**REQUIRED WORK:**
A single number is the answer: how many lines of the entries contain the word "artwork"?

**MATERIAL TO PROCESS:**
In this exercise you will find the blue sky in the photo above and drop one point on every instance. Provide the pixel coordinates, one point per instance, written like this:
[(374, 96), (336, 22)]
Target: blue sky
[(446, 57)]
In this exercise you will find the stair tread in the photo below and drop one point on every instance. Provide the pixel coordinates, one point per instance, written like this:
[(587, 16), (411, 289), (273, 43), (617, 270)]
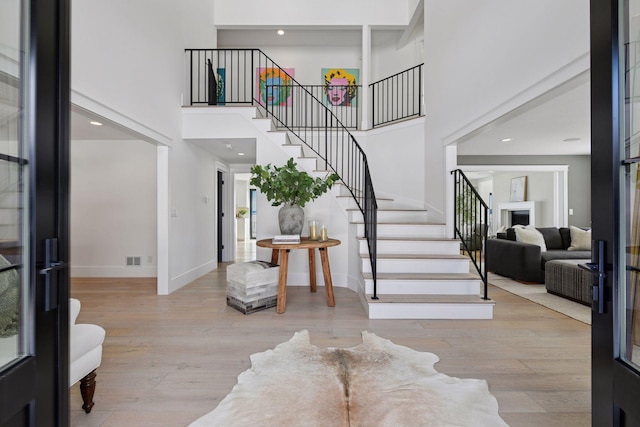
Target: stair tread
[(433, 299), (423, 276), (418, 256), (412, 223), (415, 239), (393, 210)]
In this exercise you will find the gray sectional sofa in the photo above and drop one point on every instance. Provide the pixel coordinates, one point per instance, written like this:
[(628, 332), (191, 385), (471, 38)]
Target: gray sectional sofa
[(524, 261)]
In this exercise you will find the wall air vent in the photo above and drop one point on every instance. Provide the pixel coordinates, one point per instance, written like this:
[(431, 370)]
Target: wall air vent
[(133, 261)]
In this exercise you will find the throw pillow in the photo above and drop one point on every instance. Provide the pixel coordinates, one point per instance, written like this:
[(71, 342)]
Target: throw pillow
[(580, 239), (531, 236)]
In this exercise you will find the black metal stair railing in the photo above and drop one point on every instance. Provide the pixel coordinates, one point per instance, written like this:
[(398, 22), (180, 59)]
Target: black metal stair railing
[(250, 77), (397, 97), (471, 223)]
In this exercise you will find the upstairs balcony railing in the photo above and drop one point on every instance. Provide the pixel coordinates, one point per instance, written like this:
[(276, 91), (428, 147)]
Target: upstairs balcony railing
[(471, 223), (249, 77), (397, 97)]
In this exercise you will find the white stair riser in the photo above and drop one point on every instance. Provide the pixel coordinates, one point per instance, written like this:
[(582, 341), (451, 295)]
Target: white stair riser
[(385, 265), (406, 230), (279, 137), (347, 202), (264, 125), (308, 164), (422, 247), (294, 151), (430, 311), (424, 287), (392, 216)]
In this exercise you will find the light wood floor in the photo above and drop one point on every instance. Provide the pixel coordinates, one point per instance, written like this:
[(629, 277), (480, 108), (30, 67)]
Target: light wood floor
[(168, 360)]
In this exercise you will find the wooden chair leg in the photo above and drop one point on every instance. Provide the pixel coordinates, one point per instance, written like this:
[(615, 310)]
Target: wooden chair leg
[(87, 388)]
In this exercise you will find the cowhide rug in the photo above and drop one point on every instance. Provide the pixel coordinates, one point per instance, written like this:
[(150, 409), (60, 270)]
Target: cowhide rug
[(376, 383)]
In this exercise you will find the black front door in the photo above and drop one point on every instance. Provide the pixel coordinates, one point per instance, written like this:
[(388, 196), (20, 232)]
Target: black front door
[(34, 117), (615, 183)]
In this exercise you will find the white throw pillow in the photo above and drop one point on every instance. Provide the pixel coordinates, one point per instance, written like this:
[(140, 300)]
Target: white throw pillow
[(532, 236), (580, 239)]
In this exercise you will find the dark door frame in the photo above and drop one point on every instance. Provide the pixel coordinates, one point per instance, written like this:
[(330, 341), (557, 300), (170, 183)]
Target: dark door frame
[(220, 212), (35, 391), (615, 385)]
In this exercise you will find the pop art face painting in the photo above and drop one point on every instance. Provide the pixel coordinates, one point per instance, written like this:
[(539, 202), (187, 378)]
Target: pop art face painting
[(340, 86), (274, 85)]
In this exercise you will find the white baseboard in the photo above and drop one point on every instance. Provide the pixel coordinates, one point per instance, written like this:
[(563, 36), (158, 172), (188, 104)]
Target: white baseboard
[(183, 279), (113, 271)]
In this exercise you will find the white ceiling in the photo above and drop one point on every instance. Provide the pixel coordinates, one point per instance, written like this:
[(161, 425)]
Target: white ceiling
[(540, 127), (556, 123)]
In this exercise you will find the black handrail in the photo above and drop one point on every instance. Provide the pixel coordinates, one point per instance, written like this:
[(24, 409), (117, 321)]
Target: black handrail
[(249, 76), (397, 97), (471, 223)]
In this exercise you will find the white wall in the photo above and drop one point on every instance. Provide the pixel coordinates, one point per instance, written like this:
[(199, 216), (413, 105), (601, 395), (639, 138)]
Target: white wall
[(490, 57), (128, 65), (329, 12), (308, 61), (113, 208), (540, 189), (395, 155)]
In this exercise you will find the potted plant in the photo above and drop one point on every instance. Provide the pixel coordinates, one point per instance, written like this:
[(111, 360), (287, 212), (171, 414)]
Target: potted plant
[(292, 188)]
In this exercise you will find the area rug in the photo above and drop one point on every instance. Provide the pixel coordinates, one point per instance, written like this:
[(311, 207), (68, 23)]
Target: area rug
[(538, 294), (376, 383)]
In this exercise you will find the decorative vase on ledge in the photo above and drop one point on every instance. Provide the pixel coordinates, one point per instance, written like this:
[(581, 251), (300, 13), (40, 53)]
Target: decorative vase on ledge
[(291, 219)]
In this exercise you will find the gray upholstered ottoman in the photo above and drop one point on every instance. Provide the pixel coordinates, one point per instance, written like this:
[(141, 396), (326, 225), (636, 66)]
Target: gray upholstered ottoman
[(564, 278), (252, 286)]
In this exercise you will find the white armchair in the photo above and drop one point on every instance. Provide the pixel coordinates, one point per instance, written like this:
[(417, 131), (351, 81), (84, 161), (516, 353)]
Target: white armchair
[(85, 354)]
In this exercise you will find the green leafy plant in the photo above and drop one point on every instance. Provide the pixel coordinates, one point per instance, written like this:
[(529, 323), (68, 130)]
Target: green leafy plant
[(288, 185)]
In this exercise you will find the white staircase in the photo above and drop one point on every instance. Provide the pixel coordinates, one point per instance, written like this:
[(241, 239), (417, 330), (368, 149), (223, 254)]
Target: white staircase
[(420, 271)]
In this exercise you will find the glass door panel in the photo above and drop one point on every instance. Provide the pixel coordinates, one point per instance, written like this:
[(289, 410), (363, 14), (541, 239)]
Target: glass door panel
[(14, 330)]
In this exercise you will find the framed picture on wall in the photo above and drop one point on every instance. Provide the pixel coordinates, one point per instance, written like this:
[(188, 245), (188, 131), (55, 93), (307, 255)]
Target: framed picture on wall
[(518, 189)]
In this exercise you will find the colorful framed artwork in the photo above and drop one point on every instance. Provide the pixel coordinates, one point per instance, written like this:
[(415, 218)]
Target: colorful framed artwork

**RESPONSE TO THIS TASK:**
2